INSTRUCTIONS FOR THE TASK:
Update all of the records below by changing every "Do not return anything but the points" to "Return only the points" and leaving everything else the same. Leave the pictures out of your answer.
/---
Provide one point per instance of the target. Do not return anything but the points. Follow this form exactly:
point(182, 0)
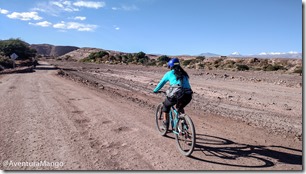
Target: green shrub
point(187, 62)
point(270, 67)
point(298, 70)
point(6, 62)
point(242, 67)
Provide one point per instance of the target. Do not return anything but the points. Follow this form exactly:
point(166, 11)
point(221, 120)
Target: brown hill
point(48, 50)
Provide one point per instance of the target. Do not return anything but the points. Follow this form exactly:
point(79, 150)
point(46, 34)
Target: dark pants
point(180, 104)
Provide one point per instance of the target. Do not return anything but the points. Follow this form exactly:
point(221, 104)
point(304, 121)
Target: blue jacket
point(170, 76)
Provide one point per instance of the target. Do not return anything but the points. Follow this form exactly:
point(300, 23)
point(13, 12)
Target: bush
point(242, 67)
point(298, 70)
point(270, 67)
point(21, 48)
point(6, 62)
point(187, 62)
point(163, 58)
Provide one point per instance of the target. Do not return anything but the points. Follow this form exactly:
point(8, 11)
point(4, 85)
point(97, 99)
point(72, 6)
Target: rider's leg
point(183, 102)
point(166, 115)
point(166, 107)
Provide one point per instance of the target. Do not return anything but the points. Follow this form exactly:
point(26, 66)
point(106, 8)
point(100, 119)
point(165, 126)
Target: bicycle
point(182, 127)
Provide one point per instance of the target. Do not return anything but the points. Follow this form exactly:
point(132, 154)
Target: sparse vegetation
point(242, 67)
point(199, 62)
point(17, 46)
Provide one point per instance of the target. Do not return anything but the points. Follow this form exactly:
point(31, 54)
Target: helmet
point(173, 61)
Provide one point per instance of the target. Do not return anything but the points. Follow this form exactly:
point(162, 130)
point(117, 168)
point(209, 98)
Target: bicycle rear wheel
point(185, 135)
point(159, 120)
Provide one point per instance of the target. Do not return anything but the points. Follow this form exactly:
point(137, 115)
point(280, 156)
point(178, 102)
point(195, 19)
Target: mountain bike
point(182, 127)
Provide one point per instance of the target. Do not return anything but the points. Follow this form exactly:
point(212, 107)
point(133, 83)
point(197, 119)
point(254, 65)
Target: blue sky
point(171, 27)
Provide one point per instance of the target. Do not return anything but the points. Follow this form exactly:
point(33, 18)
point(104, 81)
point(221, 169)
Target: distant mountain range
point(293, 55)
point(51, 50)
point(56, 51)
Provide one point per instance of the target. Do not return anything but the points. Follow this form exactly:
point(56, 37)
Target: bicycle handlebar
point(163, 92)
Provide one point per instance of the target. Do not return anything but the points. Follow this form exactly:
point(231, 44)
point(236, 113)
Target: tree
point(21, 48)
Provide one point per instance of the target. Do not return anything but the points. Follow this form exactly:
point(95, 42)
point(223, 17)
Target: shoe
point(165, 124)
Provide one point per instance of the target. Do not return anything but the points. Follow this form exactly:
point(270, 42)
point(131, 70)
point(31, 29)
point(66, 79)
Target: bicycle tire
point(159, 120)
point(185, 136)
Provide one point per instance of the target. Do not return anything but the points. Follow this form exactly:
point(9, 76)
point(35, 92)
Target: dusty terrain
point(101, 117)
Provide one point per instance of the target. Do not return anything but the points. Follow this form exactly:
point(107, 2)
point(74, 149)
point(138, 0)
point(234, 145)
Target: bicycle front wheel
point(185, 135)
point(162, 129)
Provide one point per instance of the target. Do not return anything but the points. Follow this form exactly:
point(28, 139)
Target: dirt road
point(45, 117)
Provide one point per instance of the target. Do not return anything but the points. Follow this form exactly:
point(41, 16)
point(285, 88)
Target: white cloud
point(25, 16)
point(42, 24)
point(55, 7)
point(277, 53)
point(3, 11)
point(89, 4)
point(75, 26)
point(236, 53)
point(126, 8)
point(82, 18)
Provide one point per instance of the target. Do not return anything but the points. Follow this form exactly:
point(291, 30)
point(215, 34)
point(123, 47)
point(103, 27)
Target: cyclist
point(179, 93)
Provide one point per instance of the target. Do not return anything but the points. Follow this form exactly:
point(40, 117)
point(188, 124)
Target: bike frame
point(173, 118)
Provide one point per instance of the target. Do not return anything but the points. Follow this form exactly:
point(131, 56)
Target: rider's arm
point(162, 82)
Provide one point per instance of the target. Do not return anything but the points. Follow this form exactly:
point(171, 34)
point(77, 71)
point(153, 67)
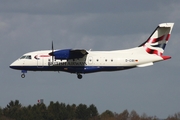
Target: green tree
point(123, 116)
point(107, 115)
point(93, 111)
point(13, 110)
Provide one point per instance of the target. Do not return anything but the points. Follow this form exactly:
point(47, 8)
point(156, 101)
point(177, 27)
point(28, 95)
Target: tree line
point(60, 111)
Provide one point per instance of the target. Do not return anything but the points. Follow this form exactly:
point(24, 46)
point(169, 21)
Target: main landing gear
point(79, 76)
point(23, 73)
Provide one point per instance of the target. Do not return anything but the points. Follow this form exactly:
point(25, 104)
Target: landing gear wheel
point(23, 75)
point(79, 76)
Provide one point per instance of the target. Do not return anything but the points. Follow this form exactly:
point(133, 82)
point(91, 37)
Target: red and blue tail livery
point(81, 61)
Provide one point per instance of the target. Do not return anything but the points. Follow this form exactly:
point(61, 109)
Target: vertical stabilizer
point(157, 41)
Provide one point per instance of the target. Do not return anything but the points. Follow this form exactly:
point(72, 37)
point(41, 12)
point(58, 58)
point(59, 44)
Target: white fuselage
point(94, 61)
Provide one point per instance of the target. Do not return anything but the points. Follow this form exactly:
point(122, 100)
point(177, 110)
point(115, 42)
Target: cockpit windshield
point(26, 57)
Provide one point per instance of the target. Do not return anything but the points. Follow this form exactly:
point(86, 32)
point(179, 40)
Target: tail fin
point(157, 41)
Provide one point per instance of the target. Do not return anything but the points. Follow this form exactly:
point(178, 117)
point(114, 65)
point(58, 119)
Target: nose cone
point(14, 65)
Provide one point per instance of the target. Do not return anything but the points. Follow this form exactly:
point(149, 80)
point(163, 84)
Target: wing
point(69, 54)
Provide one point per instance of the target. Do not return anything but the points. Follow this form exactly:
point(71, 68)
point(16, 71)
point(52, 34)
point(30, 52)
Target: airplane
point(81, 61)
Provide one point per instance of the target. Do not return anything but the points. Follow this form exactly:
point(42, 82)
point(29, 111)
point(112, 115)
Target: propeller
point(52, 53)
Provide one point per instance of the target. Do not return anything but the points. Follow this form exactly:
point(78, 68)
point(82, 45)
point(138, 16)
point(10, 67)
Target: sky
point(27, 26)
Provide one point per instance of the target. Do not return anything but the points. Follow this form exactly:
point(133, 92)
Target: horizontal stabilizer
point(145, 65)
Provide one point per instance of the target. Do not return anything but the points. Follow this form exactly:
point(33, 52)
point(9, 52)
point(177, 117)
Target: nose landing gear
point(23, 73)
point(79, 76)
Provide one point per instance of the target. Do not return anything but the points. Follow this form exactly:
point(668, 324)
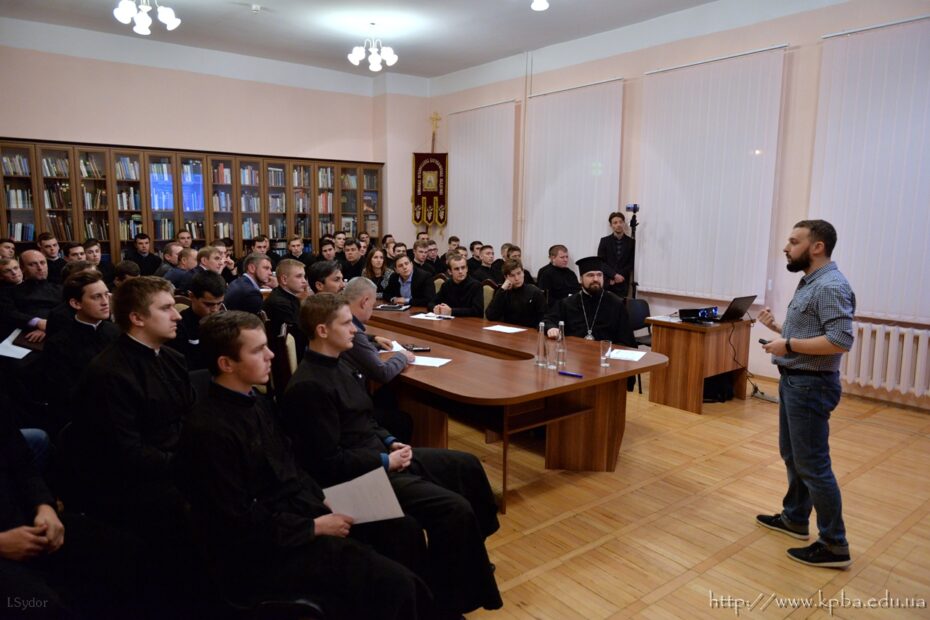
\---
SOLUTION TO THE EXERCISE:
Provide one point per instance of the target. Return only the points. Follow this form exactly:
point(182, 0)
Target: green shrub
point(187, 62)
point(270, 67)
point(298, 70)
point(6, 62)
point(242, 67)
Provide one point per instance of the target. Return only the points. Follow this form exactly:
point(166, 11)
point(221, 120)
Target: brown hill
point(48, 50)
Provide one point per instance of the target. Return only the points. Follow this form exactly:
point(79, 150)
point(46, 34)
Target: dark pants
point(180, 104)
Provide one point per instance of the target. Return only the points. Follow this form exactly:
point(221, 104)
point(304, 121)
Target: blue jacket
point(170, 76)
Provide one point per instance of the target. Return only the points. Follow this form exactly:
point(300, 23)
point(13, 12)
Target: bush
point(242, 67)
point(298, 70)
point(270, 67)
point(21, 48)
point(6, 62)
point(187, 62)
point(163, 58)
Provide one point per instance of the target. Return only the points. Follow this form exactly:
point(8, 11)
point(4, 85)
point(97, 99)
point(72, 6)
Target: rider's leg
point(183, 102)
point(166, 115)
point(166, 107)
Provide one point per instance of the target. Return only the points. Follow this form exactly:
point(26, 66)
point(106, 8)
point(100, 119)
point(165, 126)
Target: bicycle
point(182, 127)
Provide one point per instance of the target. Return only the points. Follow this form exactly:
point(132, 154)
Target: sparse vegetation
point(242, 67)
point(199, 62)
point(17, 46)
Provide one point per instance of the target. Return only the points. Follow this form exactly:
point(31, 54)
Target: helmet
point(173, 61)
Provide one point per instance of the target. Return only the points. Follow this form exactly:
point(162, 130)
point(117, 168)
point(209, 98)
Target: bicycle rear wheel
point(185, 135)
point(159, 120)
Provide one point per instance of the target. Return only the points. Follow this form exactly:
point(137, 115)
point(280, 156)
point(178, 102)
point(195, 19)
Target: mountain bike
point(182, 127)
Provide one point per instance of the target. Return only the points. Follow this form exactly:
point(212, 107)
point(133, 83)
point(197, 119)
point(254, 65)
Target: blue sky
point(171, 27)
Provide one point per instance of the target. Return only the points. Follow this form exactly:
point(33, 18)
point(104, 81)
point(221, 169)
Target: distant mountain range
point(293, 55)
point(51, 50)
point(56, 51)
Provide one point per instance of the target. Return only the points. Follow this form exactly:
point(56, 37)
Target: bicycle handlebar
point(163, 92)
Provide one point per instance of the target. Return only the points. Follow this form exactly:
point(231, 44)
point(236, 113)
Target: tree
point(21, 48)
Provide one point per instance of the target. Return only the points. Follow this form exactly:
point(95, 42)
point(223, 17)
Target: shoe
point(165, 124)
Provide one point per instance of the target. Return only the points. Follow this form exactly:
point(270, 42)
point(131, 70)
point(31, 29)
point(66, 79)
Target: bicycle tire
point(159, 120)
point(185, 136)
Provide one point per instance of the target. Return only the points. Follow this form exactly:
point(9, 76)
point(35, 92)
Target: dusty terrain
point(101, 117)
Provide one point per instance of the target. Return only the points. Follow this form exactly:
point(107, 2)
point(74, 149)
point(138, 0)
point(234, 145)
Target: bicycle front wheel
point(185, 135)
point(162, 129)
Provide one point per instance of the target. Return only the points. Follow this form exactly:
point(28, 139)
Target: dirt road
point(45, 117)
Provide one point per instance of the target. Return only the points. Follow this form exactly:
point(41, 16)
point(285, 88)
Target: white cloud
point(25, 16)
point(42, 24)
point(55, 7)
point(277, 53)
point(3, 11)
point(89, 4)
point(75, 26)
point(236, 53)
point(126, 8)
point(82, 18)
Provide one point per instance of the target. Return only the points. Follow this form exactly:
point(291, 30)
point(215, 34)
point(123, 47)
point(103, 27)
Target: cyclist
point(179, 93)
Provide one point per instance of the target. Return only the points. Follow this form exactly:
point(40, 117)
point(188, 124)
Target: bike frame
point(173, 118)
Provide one point per instance of the target. Return only the points. Follow this form exactly:
point(131, 56)
Target: rider's arm
point(162, 82)
Provide one point per instance of the target. Return only the points. Follow this form exactly:
point(171, 34)
point(77, 71)
point(153, 67)
Target: green tree
point(123, 116)
point(107, 115)
point(93, 111)
point(13, 110)
Provide one point per instance of the target. Return only the points. Follow this form exactly:
point(47, 8)
point(156, 101)
point(177, 27)
point(28, 95)
Target: tree line
point(60, 111)
Provide one point per instance of the target. Return only the points. Follow this form exactly:
point(24, 46)
point(169, 21)
Target: main landing gear
point(79, 76)
point(23, 73)
Provide one point per instance of the target. Return only the points. Follow this form exactly:
point(25, 104)
Target: landing gear wheel
point(23, 75)
point(79, 76)
Provide one point per instance of the target. Return only the points. Follow this form exactly:
point(133, 82)
point(91, 37)
Target: red and blue tail livery
point(81, 61)
Provide one point per instance of the target. Return only the points. Follow this form exactly:
point(61, 109)
Target: vertical stabilizer
point(157, 41)
Provide one point per instance of the target. Return only the points. Follow this form exactly:
point(72, 37)
point(41, 12)
point(58, 58)
point(59, 44)
Target: white fuselage
point(94, 61)
Provide one point per instance of the target. Return only the points. Follow this form exactly:
point(122, 100)
point(177, 110)
point(115, 42)
Target: cockpit windshield
point(26, 57)
Provide one point per instance of the target. Return only the points. Follow this form exactly:
point(86, 32)
point(179, 40)
Target: tail fin
point(157, 41)
Provide one point per instance of the target. Return only the points. Follow this form exactly:
point(178, 117)
point(114, 65)
point(58, 119)
Target: nose cone
point(14, 65)
Provide one point per instance of the target. Return only the points. Follow this form exactly:
point(149, 80)
point(163, 84)
Target: wing
point(69, 54)
Provide one point per instance of the target. Return only the points. Follow this form exactly:
point(71, 68)
point(16, 71)
point(52, 34)
point(30, 52)
Target: airplane
point(81, 61)
Provide one point per instance of the target. Return only the points. Follow this form exactly:
point(42, 82)
point(29, 111)
point(112, 115)
Target: propeller
point(52, 53)
Provide one point per instance of the target. Return only the points. Follow this form exactly:
point(78, 68)
point(82, 45)
point(138, 16)
point(10, 67)
Target: sky
point(27, 26)
Provide one point per instance of the target. Return only the points. Follow this form exactly:
point(133, 92)
Target: horizontal stabilizer
point(145, 65)
Provide one point per instance of the target. Return only the points. Follow this form exactly:
point(33, 52)
point(9, 52)
point(177, 117)
Target: nose landing gear
point(23, 73)
point(79, 76)
Provide one point per instance of the target. Return only the points. Follow this form exactly:
point(668, 324)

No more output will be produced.